* Start Available records *

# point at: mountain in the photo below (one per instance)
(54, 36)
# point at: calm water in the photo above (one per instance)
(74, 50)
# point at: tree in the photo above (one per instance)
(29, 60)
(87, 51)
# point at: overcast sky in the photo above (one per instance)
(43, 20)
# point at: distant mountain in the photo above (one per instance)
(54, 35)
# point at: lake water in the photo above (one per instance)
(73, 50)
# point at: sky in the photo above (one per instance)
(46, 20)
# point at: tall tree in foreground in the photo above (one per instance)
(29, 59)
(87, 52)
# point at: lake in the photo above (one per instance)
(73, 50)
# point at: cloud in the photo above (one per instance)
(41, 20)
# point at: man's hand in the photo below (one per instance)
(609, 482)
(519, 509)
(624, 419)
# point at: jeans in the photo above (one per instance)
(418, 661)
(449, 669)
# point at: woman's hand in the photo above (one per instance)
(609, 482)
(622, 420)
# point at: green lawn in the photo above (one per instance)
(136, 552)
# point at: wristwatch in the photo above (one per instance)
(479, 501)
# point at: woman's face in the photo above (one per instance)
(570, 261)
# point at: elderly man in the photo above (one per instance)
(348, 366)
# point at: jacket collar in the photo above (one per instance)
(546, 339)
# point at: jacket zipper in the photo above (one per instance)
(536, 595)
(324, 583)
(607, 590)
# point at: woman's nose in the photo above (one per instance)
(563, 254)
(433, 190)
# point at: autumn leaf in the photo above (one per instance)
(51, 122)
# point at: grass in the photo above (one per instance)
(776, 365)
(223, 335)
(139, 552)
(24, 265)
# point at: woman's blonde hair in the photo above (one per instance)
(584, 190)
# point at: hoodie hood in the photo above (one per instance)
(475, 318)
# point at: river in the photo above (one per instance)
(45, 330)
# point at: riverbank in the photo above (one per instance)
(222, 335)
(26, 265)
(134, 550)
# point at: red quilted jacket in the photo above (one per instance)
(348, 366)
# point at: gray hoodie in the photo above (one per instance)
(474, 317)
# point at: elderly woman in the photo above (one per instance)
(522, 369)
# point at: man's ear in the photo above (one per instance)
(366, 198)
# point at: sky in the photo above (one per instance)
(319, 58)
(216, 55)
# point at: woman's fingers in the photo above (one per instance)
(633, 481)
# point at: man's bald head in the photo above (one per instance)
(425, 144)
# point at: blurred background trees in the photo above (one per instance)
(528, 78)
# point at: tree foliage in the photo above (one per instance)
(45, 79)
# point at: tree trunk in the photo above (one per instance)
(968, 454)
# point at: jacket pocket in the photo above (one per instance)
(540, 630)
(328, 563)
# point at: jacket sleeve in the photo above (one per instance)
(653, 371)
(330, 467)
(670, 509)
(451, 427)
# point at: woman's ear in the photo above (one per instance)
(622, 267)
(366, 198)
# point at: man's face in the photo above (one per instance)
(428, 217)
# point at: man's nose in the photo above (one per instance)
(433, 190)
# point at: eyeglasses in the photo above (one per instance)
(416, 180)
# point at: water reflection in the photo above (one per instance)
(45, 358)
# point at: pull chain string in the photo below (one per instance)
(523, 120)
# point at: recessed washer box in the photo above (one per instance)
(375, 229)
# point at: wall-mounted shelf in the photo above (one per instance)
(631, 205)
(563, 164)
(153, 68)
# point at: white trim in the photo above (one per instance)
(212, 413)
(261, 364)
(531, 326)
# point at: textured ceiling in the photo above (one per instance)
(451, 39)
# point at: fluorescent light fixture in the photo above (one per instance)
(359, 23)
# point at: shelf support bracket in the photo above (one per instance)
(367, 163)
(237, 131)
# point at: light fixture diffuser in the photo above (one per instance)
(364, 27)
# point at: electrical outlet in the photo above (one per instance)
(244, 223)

* End Available records *

* [Short problem] Write the material out again, switching every occurrence of "point at" to "mark" and leaving everything else unchanged.

* [Correct output]
# mark: mountain in the photo below (one per instance)
(54, 36)
# mark: calm water in the photo above (one per instance)
(74, 50)
# mark: tree in the photo above (one per instance)
(29, 60)
(87, 51)
# mark: overcast sky in the photo above (one per instance)
(43, 20)
# mark: distant mountain in the photo above (one per instance)
(54, 35)
# mark: lake water in the photo above (one per instance)
(73, 50)
# mark: sky in the photo above (one per instance)
(46, 20)
# mark: tall tree in foreground in the photo above (one per instance)
(29, 59)
(87, 52)
# mark: lake in the photo above (one per instance)
(73, 50)
# mark: cloud in the photo above (one per instance)
(41, 20)
# mark: man's hand in the photo below (one per instance)
(609, 482)
(519, 509)
(624, 419)
# mark: jeans in the photo above (one per instance)
(418, 661)
(449, 669)
# mark: woman's hand in the photo above (one per instance)
(609, 482)
(622, 420)
# mark: green lawn in the photo above (one per instance)
(136, 552)
# mark: wristwatch in the photo above (one per instance)
(479, 501)
# mark: woman's face in the photo above (one per instance)
(570, 261)
# mark: elderly man in the photo above (one per instance)
(348, 366)
# mark: jacket collar in the photo above (one per instance)
(546, 339)
# mark: jacket zipper in the photo above (one per instance)
(536, 595)
(324, 583)
(607, 590)
# mark: woman's nose in the photo above (one per instance)
(563, 254)
(433, 190)
# mark: autumn leaf in the photo above (one per instance)
(51, 122)
# mark: grass in the photo above (one per instance)
(776, 365)
(223, 335)
(139, 552)
(24, 265)
# mark: woman's blonde hair in the photo above (one per instance)
(584, 190)
# mark: hoodie hood in the photo above (one per instance)
(475, 318)
# mark: river in the photo above (one per instance)
(45, 330)
# mark: riverbank in the photo above (one per instance)
(222, 335)
(26, 265)
(134, 550)
# mark: red quilted jacket in the photo above (one per instance)
(348, 366)
# mark: gray hoodie in the photo above (one per instance)
(474, 317)
# mark: elderly woman in the photo above (one per instance)
(522, 369)
# mark: man's ear in the photo above (one per instance)
(366, 198)
# mark: sky in the photo above (one per instance)
(319, 58)
(216, 55)
# mark: woman's fingers in the photo above (one per instance)
(633, 481)
# mark: man's bald head in the photo above (one per instance)
(425, 144)
# mark: blurred background trees in the photo above (one per instance)
(528, 78)
# mark: tree foliage in the photo above (one per instance)
(45, 79)
# mark: tree trunk in the photo above (one per instance)
(968, 454)
# mark: jacket pocket in the photo above (one per instance)
(540, 630)
(328, 563)
# mark: jacket sleeve in the photo above (one per instance)
(653, 371)
(330, 467)
(670, 509)
(451, 427)
# mark: woman's ear in the photo above (one per instance)
(622, 267)
(366, 198)
# mark: man's face in the photo above (one per instance)
(428, 217)
# mark: man's nose in the photo above (one per instance)
(433, 190)
# mark: eyeglasses in the photo above (one per instance)
(416, 180)
# mark: water reflection in the photo above (one per instance)
(45, 358)
# mark: pull chain string in the photo below (one per instance)
(523, 120)
# mark: recessed washer box in the photo above (one per instance)
(375, 229)
# mark: wall-mounted shelf in the photo above (one per instance)
(631, 205)
(563, 164)
(153, 68)
# mark: white trim in the photo above (one per instance)
(212, 413)
(261, 364)
(531, 326)
# mark: textured ceiling in the photo above (one per instance)
(451, 39)
# mark: fluorescent light fixture in the photo above (one per instance)
(359, 23)
# mark: shelf support bracket in the photo above (one per instance)
(367, 163)
(237, 131)
# mark: light fixture diffuser in the photo above (one per instance)
(364, 27)
# mark: electrical outlet in the photo above (one per instance)
(244, 223)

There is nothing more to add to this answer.